Incidentally, this force F resulting from the transmission of
driving force from the gear 55 to the gear 307 belongs to a closed
system confined within the rotary, affecting very little the
pressure applied to the photoconductive drum 1 by the cartridge
40.
[0068] (Structure for Keeping Development Cartridge pressed upon
photoconductive Drum)
[0069] In this embodiment, four color development cartridges 40 are
held in the rotary 4. The cartridge 40 in the development position
is kept pressed upon the photoconductive drum 1 in the following
manner. As described above, the flanges 50 are rotationally
supported by the side plates 54, and each side plate 54 is attached
by its top portion to a pivotal shaft 60 attached to a side plate,
on the corresponding side, of the apparatus main assembly A; in
other words, each side plate 54 is pivotally supported by the
corresponding side plate of the apparatus main assembly A. Thus,
the cartridge 40, flanges 50, and side plates 54 pivot together;
the rotary 4 pivots while holding the four cartridges 40, causing
one of the cartridge 40 to be pressed upon the photoconductive drum
1 or moving it away from the photoconductive drum 1. This pivoting
of the rotary 4 for pressing the cartridge 40 upon the
photoconductive drum 1 or moving it away from the photoconductive
drum 1 is caused by pushing up the rotary stay fixed to the side
plate 541 by the rotation of a cam (unillustrated).
[0070] (Controlling of Rotary Rotation)

Work to complete →
[A] According to the page extract, what causes the rotary to pivot to press a cartridge against or move it away from the photoconductive drum?
[B] Return the page extract verbatim from "Incidentally, this force" to "photoconductive Drum)".

Given data →
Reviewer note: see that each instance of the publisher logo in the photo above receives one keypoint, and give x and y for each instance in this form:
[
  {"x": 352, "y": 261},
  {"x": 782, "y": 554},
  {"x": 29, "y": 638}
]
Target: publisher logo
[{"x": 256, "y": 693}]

Solutions to each task →
[A] A cam (unillustrated) rotates and pushes up the rotary stay fixed to the side plate 541.

[B]
Incidentally, this force F resulting from the transmission of
driving force from the gear 55 to the gear 307 belongs to a closed
system confined within the rotary, affecting very little the
pressure applied to the photoconductive drum 1 by the cartridge
40.
[0068] (Structure for Keeping Development Cartridge pressed upon
photoconductive Drum)